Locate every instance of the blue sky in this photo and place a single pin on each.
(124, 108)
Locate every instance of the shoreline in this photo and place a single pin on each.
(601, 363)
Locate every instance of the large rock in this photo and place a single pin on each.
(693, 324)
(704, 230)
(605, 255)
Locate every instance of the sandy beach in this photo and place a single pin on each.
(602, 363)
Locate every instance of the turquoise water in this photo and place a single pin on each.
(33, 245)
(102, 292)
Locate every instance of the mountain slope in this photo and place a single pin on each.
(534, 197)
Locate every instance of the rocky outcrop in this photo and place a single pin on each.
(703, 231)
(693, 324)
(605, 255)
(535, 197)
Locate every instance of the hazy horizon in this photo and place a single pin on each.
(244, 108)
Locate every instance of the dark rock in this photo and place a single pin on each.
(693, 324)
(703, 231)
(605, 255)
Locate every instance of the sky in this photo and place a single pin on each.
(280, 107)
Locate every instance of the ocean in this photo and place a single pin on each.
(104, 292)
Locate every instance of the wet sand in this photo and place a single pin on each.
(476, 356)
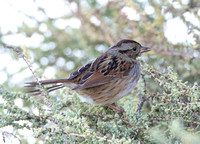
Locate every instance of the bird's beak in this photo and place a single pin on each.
(145, 49)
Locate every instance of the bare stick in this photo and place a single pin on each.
(44, 93)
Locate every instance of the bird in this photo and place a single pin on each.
(104, 80)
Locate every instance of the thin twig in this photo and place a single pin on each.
(142, 99)
(44, 93)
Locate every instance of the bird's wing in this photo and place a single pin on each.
(104, 69)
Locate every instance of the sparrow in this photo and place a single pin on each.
(104, 80)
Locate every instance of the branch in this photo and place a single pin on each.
(44, 93)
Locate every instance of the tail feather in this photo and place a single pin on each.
(46, 82)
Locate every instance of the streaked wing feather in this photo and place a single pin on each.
(104, 70)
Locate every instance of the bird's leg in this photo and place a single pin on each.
(119, 110)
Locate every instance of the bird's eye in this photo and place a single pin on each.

____

**Your task**
After locating the line that contains "Locate every instance of the bird in", output it and the remaining lines of the material above, exactly as they read.

**Answer section**
Locate every instance of the bird in this photo and place a single pin on each.
(104, 80)
Locate every instance of the thin twig in this photo and place a single pin on each.
(142, 99)
(44, 93)
Locate every instance of the bird's wing in this photo and place a single pin on each.
(104, 69)
Locate every instance of the sparrow in this photo and place a single pin on each.
(104, 80)
Locate every instance of the branch in this photo and place a single pin on each.
(44, 93)
Locate every instance of the tail feather in this photo and place a single pin on each.
(46, 82)
Locate every instance of the streaked wing feather in this photo and place a single pin on each.
(104, 70)
Locate every instance of the bird's leg in this photo and place a single pin on each.
(119, 110)
Locate every instance of the bird's eye in this photo and place a single pin on each.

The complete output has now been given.